**Given passage:**
A 2023 survey by the March McLennan Agency found that nearly 80% of firms now offer a hybrid model that offers both wealth and retirement services. The trend reflects consolidation within the industry as advisers looking to provide additional services that will drive revenue and continued demand for such services from participants.
“There’s a shift taking place with the role of the adviser, from being really focused on investment performance to needing to be a financial guru and educator on a broader range of financial topics,” says Olivia Eisinger, GM of advisory at Apex Fintech Solutions. “When consumers think about their finances, it’s not retirement over here, and wealth over there, and then insurance there and debt. It’s all one financial life.”
Eighty percent of plan participants are interested in access to a professional, whom they can call with questions to make investment and savings decisions for them, according to a 2023 online survey done by Voya Investment Management. The same survey found that 84% of employees want personalized advice and guidance that constructs investment portfolios based on their risk tolerance levels.
“People, unfortunately, are not generally comfortable or educated to manage their own investment savings for retirement,” says Todd Lacey, chief revenue officer with Stadion Money Management, which is owned by Smart Pension Ltd. In Watkinsville, Georgia. “That’s been the trend for a long time.”

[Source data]

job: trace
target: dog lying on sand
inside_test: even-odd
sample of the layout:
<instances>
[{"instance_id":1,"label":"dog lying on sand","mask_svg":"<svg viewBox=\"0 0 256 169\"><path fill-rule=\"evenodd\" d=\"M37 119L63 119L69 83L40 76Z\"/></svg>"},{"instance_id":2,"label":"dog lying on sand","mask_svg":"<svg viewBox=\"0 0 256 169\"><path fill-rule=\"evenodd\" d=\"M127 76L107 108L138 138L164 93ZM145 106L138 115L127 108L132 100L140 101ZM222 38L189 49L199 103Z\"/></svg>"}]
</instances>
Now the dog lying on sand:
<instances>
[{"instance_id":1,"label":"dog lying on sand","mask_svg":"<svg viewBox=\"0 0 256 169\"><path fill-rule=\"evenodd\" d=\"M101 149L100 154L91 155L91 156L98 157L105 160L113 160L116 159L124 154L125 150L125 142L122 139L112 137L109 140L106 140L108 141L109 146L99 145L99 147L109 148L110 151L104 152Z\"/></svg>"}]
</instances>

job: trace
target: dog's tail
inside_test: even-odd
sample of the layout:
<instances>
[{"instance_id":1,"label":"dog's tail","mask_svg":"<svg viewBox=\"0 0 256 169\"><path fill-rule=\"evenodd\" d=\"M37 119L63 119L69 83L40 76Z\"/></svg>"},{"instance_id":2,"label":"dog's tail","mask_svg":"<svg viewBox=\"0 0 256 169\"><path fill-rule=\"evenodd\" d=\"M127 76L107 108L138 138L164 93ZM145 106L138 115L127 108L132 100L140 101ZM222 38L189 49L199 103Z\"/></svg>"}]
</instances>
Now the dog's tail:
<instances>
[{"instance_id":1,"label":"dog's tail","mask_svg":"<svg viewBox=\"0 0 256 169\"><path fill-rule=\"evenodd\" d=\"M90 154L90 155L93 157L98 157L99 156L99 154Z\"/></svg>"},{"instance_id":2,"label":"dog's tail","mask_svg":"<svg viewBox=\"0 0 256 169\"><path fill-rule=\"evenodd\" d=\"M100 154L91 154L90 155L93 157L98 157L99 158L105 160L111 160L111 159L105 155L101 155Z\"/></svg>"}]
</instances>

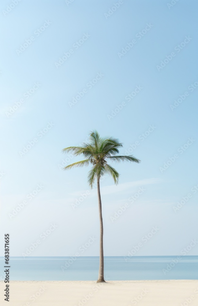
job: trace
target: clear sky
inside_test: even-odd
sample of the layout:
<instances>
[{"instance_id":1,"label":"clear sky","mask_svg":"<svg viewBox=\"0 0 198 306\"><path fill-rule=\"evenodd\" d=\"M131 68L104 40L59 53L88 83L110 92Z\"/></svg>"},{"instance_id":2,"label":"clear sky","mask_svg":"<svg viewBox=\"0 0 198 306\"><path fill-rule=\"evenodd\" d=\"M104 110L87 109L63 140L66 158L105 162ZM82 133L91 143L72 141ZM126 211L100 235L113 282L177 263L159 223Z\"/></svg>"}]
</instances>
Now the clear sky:
<instances>
[{"instance_id":1,"label":"clear sky","mask_svg":"<svg viewBox=\"0 0 198 306\"><path fill-rule=\"evenodd\" d=\"M39 240L31 256L72 256L90 236L80 255L99 255L88 169L61 169L79 159L61 150L93 129L142 161L114 165L118 186L101 182L105 255L140 242L137 256L181 255L198 241L197 2L13 1L0 4L1 230L11 255ZM188 248L197 255L198 243Z\"/></svg>"}]
</instances>

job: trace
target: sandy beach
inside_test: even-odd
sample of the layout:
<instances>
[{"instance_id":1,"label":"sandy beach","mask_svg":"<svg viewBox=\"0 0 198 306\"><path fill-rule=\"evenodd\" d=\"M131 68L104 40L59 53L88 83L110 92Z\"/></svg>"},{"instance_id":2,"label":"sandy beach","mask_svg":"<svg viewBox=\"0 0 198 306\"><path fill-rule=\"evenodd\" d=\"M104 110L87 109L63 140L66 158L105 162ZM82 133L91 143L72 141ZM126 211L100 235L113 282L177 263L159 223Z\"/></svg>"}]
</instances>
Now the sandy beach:
<instances>
[{"instance_id":1,"label":"sandy beach","mask_svg":"<svg viewBox=\"0 0 198 306\"><path fill-rule=\"evenodd\" d=\"M5 283L0 283L1 305ZM198 280L13 281L10 306L195 306Z\"/></svg>"}]
</instances>

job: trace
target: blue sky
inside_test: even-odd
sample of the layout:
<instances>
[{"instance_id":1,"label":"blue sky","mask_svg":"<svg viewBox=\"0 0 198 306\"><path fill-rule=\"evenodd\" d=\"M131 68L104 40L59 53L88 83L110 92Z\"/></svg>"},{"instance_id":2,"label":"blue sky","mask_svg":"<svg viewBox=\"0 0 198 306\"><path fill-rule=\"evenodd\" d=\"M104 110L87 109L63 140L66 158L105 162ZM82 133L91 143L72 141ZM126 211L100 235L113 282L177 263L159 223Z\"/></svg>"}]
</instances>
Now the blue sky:
<instances>
[{"instance_id":1,"label":"blue sky","mask_svg":"<svg viewBox=\"0 0 198 306\"><path fill-rule=\"evenodd\" d=\"M198 239L198 4L169 3L22 0L11 9L11 2L1 3L1 226L12 256L51 223L55 230L31 256L72 256L93 236L83 255L98 255L88 169L60 169L78 160L62 149L93 129L142 161L115 165L118 186L108 177L101 183L105 255L127 255L153 226L159 229L137 256L180 255ZM198 245L188 255L197 255Z\"/></svg>"}]
</instances>

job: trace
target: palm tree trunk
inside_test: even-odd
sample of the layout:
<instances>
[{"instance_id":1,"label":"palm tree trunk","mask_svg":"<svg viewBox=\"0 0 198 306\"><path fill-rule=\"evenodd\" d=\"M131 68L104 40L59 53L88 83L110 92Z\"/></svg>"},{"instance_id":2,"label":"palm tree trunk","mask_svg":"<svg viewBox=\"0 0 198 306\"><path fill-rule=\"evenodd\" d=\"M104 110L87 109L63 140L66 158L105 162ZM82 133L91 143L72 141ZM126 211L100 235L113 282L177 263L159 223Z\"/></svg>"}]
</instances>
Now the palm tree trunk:
<instances>
[{"instance_id":1,"label":"palm tree trunk","mask_svg":"<svg viewBox=\"0 0 198 306\"><path fill-rule=\"evenodd\" d=\"M98 279L97 282L105 282L104 279L104 254L103 252L103 223L102 212L102 203L100 191L100 178L97 179L97 191L98 200L99 218L100 219L100 263Z\"/></svg>"}]
</instances>

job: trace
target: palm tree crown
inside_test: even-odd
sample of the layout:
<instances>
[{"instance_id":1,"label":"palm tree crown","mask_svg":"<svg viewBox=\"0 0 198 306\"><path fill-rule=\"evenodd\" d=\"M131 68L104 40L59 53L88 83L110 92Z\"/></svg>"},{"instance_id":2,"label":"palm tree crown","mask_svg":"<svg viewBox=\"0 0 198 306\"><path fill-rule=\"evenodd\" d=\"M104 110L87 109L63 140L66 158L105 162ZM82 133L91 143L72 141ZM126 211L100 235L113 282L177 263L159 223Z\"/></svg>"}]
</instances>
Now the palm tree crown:
<instances>
[{"instance_id":1,"label":"palm tree crown","mask_svg":"<svg viewBox=\"0 0 198 306\"><path fill-rule=\"evenodd\" d=\"M113 137L102 138L97 131L94 130L90 134L89 143L83 143L81 147L69 147L63 149L62 151L64 153L70 152L75 156L82 155L86 159L69 165L64 169L67 170L74 167L87 166L91 165L88 177L88 183L91 188L93 187L95 179L99 178L105 174L112 176L117 185L119 175L108 164L109 161L140 162L133 155L116 155L119 153L118 149L122 146L122 144L118 139Z\"/></svg>"}]
</instances>

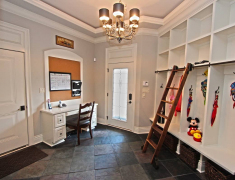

**Task description:** Write out the text on financial advisers again, beginning at the words "Eighty percent of" and stopping after "risk tolerance levels.", and change "personalized" to "tailored".

**Exercise solution:**
Eighty percent of plan participants are interested in access to a professional, whom they can call with questions to make investment and savings decisions for them, according to a 2023 online survey done by Voya Investment Management. The same survey found that 84% of employees want tailored advice and guidance that constructs investment portfolios based on their risk tolerance levels.